Decide whether each statement below agrees with the MooER summary, answering yes or no and quoting the words of the summary that settle it. 1. MooER was trained on 5,000 hours of pseudo-labeled speech data. 2. MooER reached a BLEU score of 52.2 on translation tasks. 3. The authors kept MooER's training methods private.

:: SUPPLIED PASSAGE ::

MooER: LLM-based Speech Recognition and Translation Models from Moore Threads
Junhao Xu, Zhenlin Liang, Yi Liu, Yichao Hu, Jian Li, Yajun Zheng, Meng Cai, Hua Wang
2024-08-12

Summary
This paper introduces MooER, a new model developed by Moore Threads for automatic speech recognition (ASR) and automatic speech translation (AST) that uses a large dataset of speech data to perform well without needing extensive manual labeling.
What's the problem?
Creating effective models for recognizing and translating speech is challenging, especially when there isn't enough labeled data available. Most existing models rely on hundreds of thousands of hours of labeled speech data, which can be expensive and time-consuming to collect. This limits the ability to develop robust speech recognition systems, particularly for less common languages or dialects.
What's the solution?
MooER addresses this issue by using a dataset of 5,000 hours of pseudo-labeled speech data, which includes both open-source and self-collected recordings. The model is trained using a new strategy that allows it to learn from this smaller dataset without requiring extensive manual annotations. Experiments show that MooER performs comparably to other models trained on much larger datasets, achieving a BLEU score of 25.2 on translation tasks, indicating strong performance in translating spoken language.
Why it matters?
This research is important because it demonstrates that high-quality speech recognition and translation can be achieved with less labeled data, making these technologies more accessible. By releasing MooER and its training methods as open-source, the authors aim to encourage further development in the field, allowing more researchers and developers to create effective speech technologies without the need for massive datasets.

:::
:: DATA PROVIDED ::

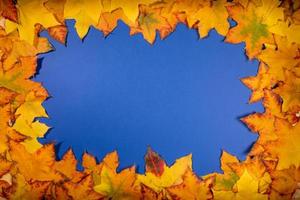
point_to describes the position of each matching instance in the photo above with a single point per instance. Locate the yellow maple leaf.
(214, 16)
(149, 21)
(30, 14)
(37, 166)
(287, 147)
(130, 8)
(109, 20)
(284, 57)
(8, 10)
(247, 188)
(82, 190)
(285, 29)
(26, 123)
(67, 166)
(29, 190)
(159, 176)
(85, 12)
(253, 23)
(286, 181)
(263, 123)
(192, 188)
(290, 92)
(115, 185)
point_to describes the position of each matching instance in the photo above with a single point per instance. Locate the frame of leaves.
(269, 28)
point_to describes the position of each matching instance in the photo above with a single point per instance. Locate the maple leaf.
(28, 191)
(37, 166)
(286, 147)
(149, 194)
(109, 21)
(59, 33)
(284, 57)
(214, 16)
(82, 189)
(6, 131)
(285, 29)
(259, 83)
(14, 50)
(26, 123)
(290, 92)
(6, 96)
(85, 12)
(253, 23)
(159, 176)
(131, 9)
(115, 185)
(247, 188)
(263, 123)
(286, 181)
(30, 14)
(67, 167)
(148, 22)
(192, 188)
(8, 10)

:::

◆ COMPLETED EXERCISE:
1. Yes: "using a dataset of 5,000 hours of pseudo-labeled speech data"
2. No: "achieving a BLEU score of 25.2 on translation tasks"
3. No: "By releasing MooER and its training methods as open-source"